WHAT IS BEING ASKED: Every line in the records below between the one holding "# provide a point for each instance of the white bicycle" and the one holding "# provide a point for each instance of the white road", inclusive, is to be set down exactly; all other lines are to be left out.

======== ENTRIES SUPPLIED ========

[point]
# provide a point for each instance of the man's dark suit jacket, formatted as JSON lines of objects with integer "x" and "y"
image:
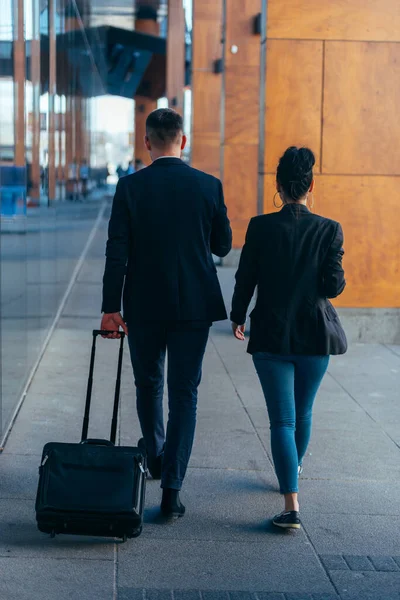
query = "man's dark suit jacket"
{"x": 294, "y": 258}
{"x": 166, "y": 222}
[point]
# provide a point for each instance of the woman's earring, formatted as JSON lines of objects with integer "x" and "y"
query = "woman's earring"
{"x": 276, "y": 206}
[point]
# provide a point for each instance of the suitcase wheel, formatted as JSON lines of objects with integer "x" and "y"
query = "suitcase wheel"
{"x": 137, "y": 532}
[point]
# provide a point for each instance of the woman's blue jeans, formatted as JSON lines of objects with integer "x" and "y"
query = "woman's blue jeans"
{"x": 290, "y": 385}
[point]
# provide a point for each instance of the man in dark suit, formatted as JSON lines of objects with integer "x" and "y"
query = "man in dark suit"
{"x": 166, "y": 222}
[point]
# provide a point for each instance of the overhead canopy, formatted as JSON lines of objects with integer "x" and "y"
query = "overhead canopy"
{"x": 99, "y": 61}
{"x": 108, "y": 60}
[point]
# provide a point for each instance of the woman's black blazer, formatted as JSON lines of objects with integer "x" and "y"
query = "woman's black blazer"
{"x": 294, "y": 259}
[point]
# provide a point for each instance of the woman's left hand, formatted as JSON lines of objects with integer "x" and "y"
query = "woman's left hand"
{"x": 238, "y": 331}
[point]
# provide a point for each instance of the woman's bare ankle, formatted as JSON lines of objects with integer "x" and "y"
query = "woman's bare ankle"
{"x": 291, "y": 502}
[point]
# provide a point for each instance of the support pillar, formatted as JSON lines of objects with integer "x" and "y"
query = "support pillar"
{"x": 176, "y": 55}
{"x": 144, "y": 106}
{"x": 242, "y": 114}
{"x": 52, "y": 94}
{"x": 19, "y": 83}
{"x": 207, "y": 85}
{"x": 35, "y": 75}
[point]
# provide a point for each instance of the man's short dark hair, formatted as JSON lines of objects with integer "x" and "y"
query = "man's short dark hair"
{"x": 163, "y": 127}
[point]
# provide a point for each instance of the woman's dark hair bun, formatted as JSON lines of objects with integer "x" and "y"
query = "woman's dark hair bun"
{"x": 295, "y": 172}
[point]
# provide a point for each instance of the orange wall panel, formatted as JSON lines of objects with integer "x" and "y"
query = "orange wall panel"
{"x": 369, "y": 20}
{"x": 206, "y": 86}
{"x": 207, "y": 90}
{"x": 365, "y": 207}
{"x": 207, "y": 42}
{"x": 239, "y": 32}
{"x": 361, "y": 124}
{"x": 293, "y": 98}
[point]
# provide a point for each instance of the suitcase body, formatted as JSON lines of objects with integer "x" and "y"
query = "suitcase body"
{"x": 92, "y": 487}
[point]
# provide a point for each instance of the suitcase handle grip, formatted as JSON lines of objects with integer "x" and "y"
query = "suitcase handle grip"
{"x": 96, "y": 442}
{"x": 114, "y": 422}
{"x": 97, "y": 332}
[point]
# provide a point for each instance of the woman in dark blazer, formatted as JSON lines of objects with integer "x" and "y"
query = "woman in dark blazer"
{"x": 294, "y": 259}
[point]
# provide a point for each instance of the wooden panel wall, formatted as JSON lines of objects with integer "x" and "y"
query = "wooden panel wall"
{"x": 19, "y": 83}
{"x": 242, "y": 98}
{"x": 288, "y": 112}
{"x": 206, "y": 86}
{"x": 362, "y": 96}
{"x": 333, "y": 73}
{"x": 367, "y": 20}
{"x": 176, "y": 55}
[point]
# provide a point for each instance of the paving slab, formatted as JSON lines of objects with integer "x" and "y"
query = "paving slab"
{"x": 354, "y": 534}
{"x": 49, "y": 579}
{"x": 20, "y": 537}
{"x": 214, "y": 565}
{"x": 367, "y": 585}
{"x": 223, "y": 505}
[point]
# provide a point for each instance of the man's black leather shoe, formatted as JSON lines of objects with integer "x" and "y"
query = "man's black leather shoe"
{"x": 154, "y": 465}
{"x": 171, "y": 505}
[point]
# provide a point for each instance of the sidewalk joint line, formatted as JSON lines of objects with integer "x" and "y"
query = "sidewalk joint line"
{"x": 241, "y": 401}
{"x": 363, "y": 409}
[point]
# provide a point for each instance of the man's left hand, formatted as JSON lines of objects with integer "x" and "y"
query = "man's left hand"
{"x": 112, "y": 322}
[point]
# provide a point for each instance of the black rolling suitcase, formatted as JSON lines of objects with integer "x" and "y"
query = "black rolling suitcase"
{"x": 92, "y": 487}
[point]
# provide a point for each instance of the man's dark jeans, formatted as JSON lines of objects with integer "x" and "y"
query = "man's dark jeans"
{"x": 185, "y": 344}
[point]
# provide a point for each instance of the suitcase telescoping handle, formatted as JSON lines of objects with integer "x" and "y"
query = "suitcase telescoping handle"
{"x": 114, "y": 422}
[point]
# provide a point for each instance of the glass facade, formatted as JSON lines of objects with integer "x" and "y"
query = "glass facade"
{"x": 69, "y": 73}
{"x": 46, "y": 149}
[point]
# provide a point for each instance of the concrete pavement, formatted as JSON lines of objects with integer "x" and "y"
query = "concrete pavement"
{"x": 225, "y": 547}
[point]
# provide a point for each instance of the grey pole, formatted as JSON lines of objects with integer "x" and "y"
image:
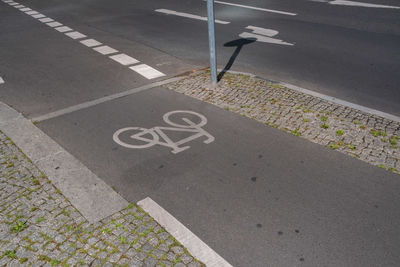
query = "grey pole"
{"x": 211, "y": 41}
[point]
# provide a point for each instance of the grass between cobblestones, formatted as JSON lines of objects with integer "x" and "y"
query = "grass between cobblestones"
{"x": 367, "y": 137}
{"x": 39, "y": 226}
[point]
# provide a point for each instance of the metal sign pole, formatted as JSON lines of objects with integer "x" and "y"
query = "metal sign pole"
{"x": 211, "y": 41}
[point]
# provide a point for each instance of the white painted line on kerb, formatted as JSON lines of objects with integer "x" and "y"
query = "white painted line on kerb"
{"x": 342, "y": 102}
{"x": 63, "y": 29}
{"x": 54, "y": 24}
{"x": 194, "y": 245}
{"x": 90, "y": 42}
{"x": 76, "y": 35}
{"x": 105, "y": 50}
{"x": 46, "y": 20}
{"x": 124, "y": 59}
{"x": 257, "y": 8}
{"x": 187, "y": 15}
{"x": 147, "y": 71}
{"x": 360, "y": 4}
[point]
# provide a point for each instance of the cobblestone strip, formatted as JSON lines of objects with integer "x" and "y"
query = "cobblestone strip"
{"x": 368, "y": 137}
{"x": 39, "y": 226}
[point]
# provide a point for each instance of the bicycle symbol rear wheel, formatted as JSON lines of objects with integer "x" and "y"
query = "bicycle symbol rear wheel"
{"x": 190, "y": 124}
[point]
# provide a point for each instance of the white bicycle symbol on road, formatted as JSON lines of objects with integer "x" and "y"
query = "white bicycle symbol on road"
{"x": 154, "y": 134}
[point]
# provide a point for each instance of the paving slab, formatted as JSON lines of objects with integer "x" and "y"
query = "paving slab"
{"x": 252, "y": 193}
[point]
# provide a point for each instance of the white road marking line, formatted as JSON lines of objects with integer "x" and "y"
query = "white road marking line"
{"x": 105, "y": 50}
{"x": 257, "y": 8}
{"x": 124, "y": 59}
{"x": 76, "y": 35}
{"x": 262, "y": 31}
{"x": 63, "y": 29}
{"x": 360, "y": 4}
{"x": 147, "y": 71}
{"x": 187, "y": 15}
{"x": 90, "y": 42}
{"x": 33, "y": 12}
{"x": 194, "y": 245}
{"x": 38, "y": 16}
{"x": 45, "y": 20}
{"x": 342, "y": 102}
{"x": 102, "y": 100}
{"x": 54, "y": 24}
{"x": 262, "y": 38}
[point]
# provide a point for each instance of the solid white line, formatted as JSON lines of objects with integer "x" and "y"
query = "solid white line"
{"x": 257, "y": 8}
{"x": 102, "y": 100}
{"x": 194, "y": 245}
{"x": 360, "y": 4}
{"x": 63, "y": 29}
{"x": 124, "y": 59}
{"x": 342, "y": 102}
{"x": 105, "y": 50}
{"x": 147, "y": 71}
{"x": 76, "y": 35}
{"x": 90, "y": 42}
{"x": 187, "y": 15}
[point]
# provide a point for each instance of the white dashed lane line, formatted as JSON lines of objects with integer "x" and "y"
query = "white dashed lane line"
{"x": 54, "y": 24}
{"x": 257, "y": 8}
{"x": 46, "y": 20}
{"x": 90, "y": 42}
{"x": 187, "y": 15}
{"x": 76, "y": 35}
{"x": 105, "y": 50}
{"x": 63, "y": 29}
{"x": 147, "y": 71}
{"x": 38, "y": 16}
{"x": 121, "y": 58}
{"x": 124, "y": 59}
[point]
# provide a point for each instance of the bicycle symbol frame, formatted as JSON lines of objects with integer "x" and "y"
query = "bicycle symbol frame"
{"x": 158, "y": 131}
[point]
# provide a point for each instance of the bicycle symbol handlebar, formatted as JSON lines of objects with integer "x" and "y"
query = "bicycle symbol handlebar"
{"x": 154, "y": 134}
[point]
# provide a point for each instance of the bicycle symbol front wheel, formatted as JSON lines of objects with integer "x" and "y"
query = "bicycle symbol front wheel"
{"x": 137, "y": 133}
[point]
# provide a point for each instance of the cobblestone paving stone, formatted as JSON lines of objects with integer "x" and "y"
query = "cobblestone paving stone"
{"x": 367, "y": 137}
{"x": 39, "y": 226}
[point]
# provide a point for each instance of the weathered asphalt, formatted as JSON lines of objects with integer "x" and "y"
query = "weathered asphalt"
{"x": 256, "y": 195}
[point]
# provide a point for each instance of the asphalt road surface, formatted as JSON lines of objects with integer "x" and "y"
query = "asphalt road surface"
{"x": 349, "y": 52}
{"x": 256, "y": 195}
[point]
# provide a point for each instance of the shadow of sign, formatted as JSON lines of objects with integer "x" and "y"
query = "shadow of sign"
{"x": 239, "y": 43}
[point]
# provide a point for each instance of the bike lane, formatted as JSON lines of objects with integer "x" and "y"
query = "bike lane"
{"x": 256, "y": 195}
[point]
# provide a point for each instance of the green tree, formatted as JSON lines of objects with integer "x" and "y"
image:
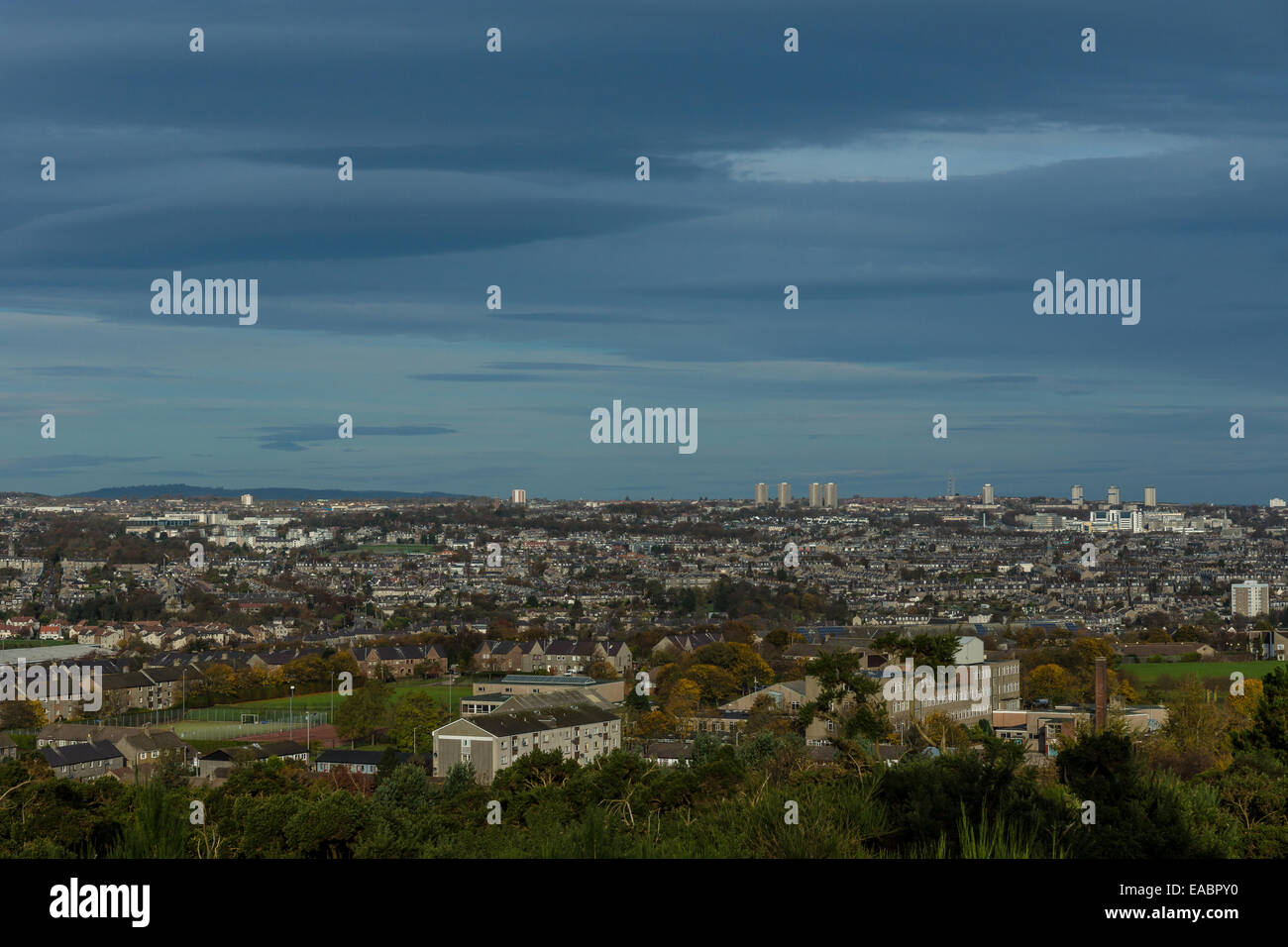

========

EXPECTED ANSWER:
# provide a point for each instance of the white bicycle symbol on road, formatted as JSON lines of objects with integer "x" and "y"
query = "white bicycle symbol on road"
{"x": 154, "y": 134}
[point]
# provide a point for each instance of the paving slab, formatted as JSON lines of objects with integer "x" and "y"
query = "paving slab"
{"x": 252, "y": 193}
[point]
# provide a point for each instance of the white road marking line, formatted as JSON lines of objects with integer "x" and "y"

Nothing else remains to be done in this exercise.